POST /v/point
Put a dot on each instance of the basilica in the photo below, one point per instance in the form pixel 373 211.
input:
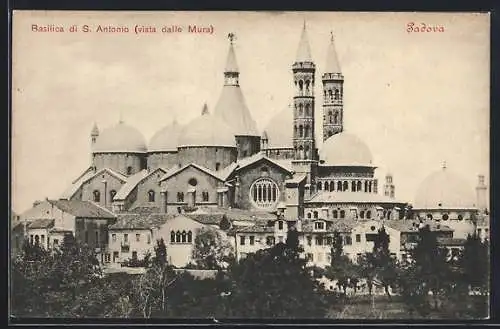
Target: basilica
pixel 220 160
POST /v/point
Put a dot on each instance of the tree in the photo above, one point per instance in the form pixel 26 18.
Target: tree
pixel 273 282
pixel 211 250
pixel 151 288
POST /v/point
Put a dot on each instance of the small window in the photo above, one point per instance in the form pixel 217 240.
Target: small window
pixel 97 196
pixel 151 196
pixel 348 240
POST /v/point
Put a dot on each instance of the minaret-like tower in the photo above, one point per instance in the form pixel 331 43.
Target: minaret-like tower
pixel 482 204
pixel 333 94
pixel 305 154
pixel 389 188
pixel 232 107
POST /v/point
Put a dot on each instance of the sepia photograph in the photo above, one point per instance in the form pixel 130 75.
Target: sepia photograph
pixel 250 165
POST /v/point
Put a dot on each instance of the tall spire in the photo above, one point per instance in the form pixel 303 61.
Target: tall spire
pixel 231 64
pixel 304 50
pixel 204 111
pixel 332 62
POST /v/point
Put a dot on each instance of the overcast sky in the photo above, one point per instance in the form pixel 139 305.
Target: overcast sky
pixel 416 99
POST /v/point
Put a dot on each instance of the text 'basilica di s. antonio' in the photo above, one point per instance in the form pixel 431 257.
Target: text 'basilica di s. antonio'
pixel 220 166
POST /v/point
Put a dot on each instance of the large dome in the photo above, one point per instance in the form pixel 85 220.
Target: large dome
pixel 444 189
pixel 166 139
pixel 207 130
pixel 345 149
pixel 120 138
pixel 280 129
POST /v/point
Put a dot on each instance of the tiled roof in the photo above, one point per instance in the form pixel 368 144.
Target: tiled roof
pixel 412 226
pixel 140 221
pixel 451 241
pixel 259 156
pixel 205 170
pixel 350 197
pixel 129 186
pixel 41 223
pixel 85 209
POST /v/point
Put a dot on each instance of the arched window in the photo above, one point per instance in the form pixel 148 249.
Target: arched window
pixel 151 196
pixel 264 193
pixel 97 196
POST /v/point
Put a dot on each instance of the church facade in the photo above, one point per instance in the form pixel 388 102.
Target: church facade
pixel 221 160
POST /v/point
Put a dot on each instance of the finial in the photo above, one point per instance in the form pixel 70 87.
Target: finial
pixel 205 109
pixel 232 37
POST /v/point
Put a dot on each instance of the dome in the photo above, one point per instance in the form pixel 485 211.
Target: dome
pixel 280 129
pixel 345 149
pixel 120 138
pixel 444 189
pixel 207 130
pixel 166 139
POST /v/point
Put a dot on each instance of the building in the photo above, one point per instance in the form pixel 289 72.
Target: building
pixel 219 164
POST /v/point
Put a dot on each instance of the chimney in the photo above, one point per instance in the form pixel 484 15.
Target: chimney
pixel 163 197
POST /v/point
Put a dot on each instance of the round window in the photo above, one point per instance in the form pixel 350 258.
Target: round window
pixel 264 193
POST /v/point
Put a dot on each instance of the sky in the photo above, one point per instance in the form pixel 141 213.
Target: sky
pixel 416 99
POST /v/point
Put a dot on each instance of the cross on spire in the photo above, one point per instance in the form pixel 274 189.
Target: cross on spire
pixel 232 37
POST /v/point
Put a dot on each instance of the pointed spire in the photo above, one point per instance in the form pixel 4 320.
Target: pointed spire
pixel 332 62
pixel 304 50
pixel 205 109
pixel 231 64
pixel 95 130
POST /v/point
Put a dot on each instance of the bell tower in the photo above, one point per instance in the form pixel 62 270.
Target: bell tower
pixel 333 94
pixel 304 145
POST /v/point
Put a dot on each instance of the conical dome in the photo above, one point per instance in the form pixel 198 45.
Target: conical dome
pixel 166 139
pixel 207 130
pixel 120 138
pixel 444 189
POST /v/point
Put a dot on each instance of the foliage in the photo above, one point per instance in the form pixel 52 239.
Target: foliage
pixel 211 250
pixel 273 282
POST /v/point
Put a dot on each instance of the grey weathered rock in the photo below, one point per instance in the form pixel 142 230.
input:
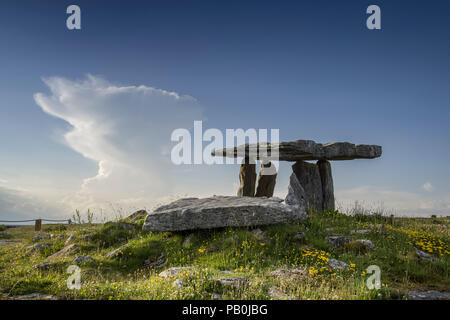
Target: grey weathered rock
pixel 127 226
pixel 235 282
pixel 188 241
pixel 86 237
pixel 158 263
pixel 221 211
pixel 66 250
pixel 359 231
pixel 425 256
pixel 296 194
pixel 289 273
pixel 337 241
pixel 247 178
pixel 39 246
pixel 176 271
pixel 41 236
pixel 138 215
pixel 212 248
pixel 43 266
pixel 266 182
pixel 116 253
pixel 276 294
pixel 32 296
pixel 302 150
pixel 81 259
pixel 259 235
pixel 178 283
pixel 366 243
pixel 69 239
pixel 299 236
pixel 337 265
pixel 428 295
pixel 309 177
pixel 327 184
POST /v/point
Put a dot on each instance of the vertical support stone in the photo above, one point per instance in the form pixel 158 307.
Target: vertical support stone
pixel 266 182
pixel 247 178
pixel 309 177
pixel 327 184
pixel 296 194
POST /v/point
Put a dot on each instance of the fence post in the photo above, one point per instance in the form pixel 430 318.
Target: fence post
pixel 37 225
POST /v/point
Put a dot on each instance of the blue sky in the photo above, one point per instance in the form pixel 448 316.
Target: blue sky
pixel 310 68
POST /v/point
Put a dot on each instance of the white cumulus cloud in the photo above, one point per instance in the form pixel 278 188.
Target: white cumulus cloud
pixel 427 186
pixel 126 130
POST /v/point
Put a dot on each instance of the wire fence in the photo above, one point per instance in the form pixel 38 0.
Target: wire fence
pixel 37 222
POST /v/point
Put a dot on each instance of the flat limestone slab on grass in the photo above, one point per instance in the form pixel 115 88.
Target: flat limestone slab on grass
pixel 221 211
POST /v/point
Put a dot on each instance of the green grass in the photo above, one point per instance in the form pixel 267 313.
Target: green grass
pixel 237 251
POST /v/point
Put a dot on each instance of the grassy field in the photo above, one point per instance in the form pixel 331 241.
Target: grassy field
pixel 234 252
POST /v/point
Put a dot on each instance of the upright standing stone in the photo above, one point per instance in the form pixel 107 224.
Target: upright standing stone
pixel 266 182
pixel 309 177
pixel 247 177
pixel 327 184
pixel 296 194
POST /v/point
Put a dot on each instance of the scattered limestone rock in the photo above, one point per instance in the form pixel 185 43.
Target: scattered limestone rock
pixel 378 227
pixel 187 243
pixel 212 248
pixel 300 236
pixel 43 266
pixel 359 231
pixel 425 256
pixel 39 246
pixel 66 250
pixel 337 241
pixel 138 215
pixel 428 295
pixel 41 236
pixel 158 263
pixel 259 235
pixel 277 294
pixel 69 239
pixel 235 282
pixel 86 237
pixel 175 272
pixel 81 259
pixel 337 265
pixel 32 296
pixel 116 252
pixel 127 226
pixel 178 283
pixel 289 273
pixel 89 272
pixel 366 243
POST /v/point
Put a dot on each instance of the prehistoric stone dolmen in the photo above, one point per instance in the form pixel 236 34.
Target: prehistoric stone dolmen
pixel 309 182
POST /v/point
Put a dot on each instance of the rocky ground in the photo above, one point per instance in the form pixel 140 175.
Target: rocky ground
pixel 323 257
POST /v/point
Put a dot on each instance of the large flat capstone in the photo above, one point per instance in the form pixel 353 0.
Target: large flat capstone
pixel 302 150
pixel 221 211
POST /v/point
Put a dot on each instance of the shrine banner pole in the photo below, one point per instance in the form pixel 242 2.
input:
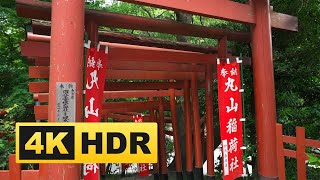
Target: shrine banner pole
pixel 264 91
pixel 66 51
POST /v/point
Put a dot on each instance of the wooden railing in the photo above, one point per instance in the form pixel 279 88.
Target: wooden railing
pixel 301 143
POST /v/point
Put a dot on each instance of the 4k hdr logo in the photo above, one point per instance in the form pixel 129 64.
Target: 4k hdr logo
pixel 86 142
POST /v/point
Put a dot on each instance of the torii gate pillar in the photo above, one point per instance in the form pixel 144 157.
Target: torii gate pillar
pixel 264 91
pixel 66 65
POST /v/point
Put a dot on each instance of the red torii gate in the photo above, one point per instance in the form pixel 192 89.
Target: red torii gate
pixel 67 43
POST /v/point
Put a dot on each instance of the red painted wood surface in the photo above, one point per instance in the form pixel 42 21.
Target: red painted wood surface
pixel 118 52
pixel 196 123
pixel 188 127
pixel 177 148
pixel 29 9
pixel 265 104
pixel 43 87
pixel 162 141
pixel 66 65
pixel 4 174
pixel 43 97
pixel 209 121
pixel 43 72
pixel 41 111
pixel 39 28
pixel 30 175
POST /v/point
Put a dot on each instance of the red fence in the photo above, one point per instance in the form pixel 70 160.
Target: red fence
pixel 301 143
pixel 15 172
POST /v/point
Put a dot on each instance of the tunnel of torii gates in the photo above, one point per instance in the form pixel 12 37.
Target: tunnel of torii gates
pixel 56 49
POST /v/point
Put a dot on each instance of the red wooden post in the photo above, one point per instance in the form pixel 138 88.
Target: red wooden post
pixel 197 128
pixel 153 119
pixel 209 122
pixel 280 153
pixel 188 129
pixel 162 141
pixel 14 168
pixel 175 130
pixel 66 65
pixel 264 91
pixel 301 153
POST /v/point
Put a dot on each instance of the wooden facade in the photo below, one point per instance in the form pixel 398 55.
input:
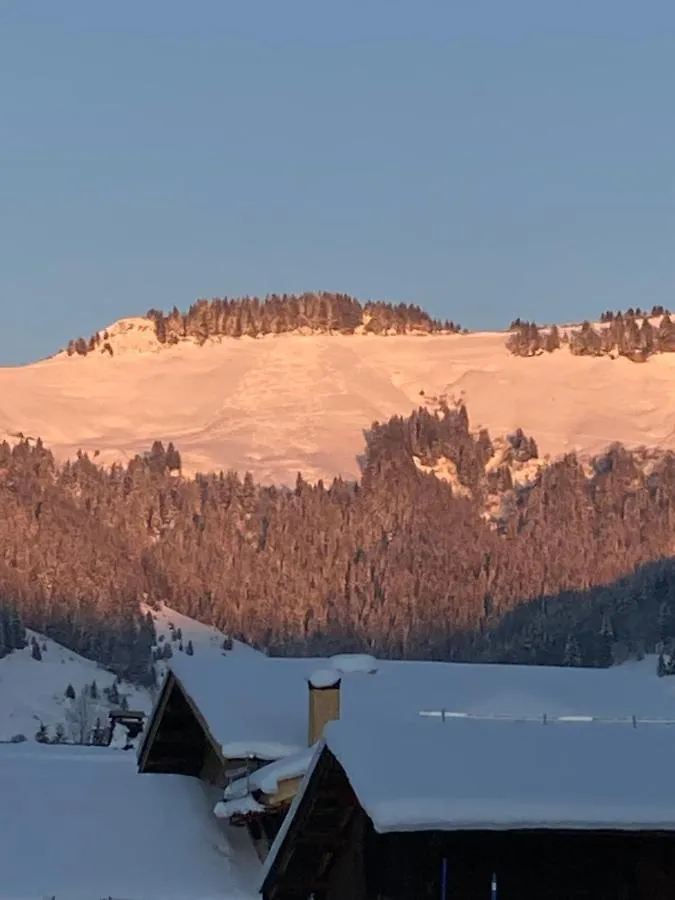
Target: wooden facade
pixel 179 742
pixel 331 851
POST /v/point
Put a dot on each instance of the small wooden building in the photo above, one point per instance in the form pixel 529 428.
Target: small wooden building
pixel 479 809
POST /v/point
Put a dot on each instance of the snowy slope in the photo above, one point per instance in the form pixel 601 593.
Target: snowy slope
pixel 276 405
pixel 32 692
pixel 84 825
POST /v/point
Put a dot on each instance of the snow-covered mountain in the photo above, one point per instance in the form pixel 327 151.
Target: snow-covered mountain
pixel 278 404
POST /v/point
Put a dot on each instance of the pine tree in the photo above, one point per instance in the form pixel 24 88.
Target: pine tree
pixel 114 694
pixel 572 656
============================================================
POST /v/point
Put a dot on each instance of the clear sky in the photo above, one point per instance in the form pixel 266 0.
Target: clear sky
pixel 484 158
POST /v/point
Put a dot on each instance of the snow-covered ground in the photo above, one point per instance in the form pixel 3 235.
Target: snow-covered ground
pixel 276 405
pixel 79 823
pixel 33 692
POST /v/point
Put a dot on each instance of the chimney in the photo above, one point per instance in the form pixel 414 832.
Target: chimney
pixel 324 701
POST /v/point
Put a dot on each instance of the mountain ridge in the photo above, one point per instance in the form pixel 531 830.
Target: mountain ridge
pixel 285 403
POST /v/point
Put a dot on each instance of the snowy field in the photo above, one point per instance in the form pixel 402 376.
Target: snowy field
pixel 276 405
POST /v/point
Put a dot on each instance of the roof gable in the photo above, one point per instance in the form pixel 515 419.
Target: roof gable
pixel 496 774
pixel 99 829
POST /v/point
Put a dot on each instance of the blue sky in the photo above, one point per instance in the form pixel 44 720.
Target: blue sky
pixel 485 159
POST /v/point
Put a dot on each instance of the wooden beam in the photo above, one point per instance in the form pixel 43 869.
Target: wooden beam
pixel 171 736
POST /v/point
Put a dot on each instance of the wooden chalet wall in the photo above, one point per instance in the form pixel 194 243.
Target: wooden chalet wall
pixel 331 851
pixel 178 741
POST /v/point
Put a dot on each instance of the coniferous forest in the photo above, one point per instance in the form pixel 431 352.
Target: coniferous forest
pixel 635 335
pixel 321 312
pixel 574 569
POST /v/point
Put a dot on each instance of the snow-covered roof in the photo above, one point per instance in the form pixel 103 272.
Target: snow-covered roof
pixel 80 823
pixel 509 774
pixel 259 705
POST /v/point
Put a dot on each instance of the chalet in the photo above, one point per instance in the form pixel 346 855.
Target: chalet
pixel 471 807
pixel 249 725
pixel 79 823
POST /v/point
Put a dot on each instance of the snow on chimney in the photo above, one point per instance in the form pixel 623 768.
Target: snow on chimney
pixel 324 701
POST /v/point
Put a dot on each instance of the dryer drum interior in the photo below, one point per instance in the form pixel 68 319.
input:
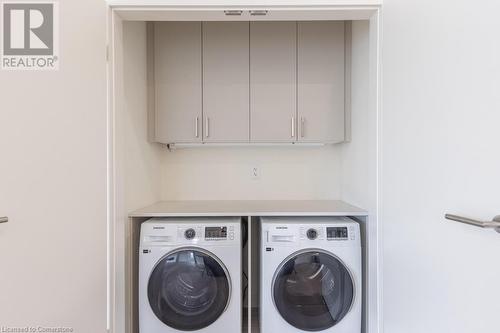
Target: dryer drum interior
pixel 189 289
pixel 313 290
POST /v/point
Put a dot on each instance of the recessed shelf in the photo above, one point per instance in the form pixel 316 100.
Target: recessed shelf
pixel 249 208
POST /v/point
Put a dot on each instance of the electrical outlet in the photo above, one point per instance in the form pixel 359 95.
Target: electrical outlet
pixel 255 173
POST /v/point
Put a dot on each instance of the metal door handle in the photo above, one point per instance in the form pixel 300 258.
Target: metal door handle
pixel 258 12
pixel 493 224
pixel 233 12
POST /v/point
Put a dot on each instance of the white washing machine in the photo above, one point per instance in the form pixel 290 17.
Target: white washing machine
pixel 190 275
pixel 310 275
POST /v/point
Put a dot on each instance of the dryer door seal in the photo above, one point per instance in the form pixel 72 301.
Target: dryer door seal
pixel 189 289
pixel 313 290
============================================================
Exercise prompt => Identify every line in the rows above that contains the word "torii", and copy each such line in full.

Finished exercise =>
Put a dot on each instance of the torii gate pillar in the photo above, one point per instance in the form pixel 144 157.
Target: torii gate pillar
Put a dot on each instance of the red torii gate in the photo above, one point per instance in the form pixel 192 89.
Target: red torii gate
Put a dot on each instance of the tunnel of torii gates in the photo above, one point per instance in the form pixel 12 37.
Target: tunnel of torii gates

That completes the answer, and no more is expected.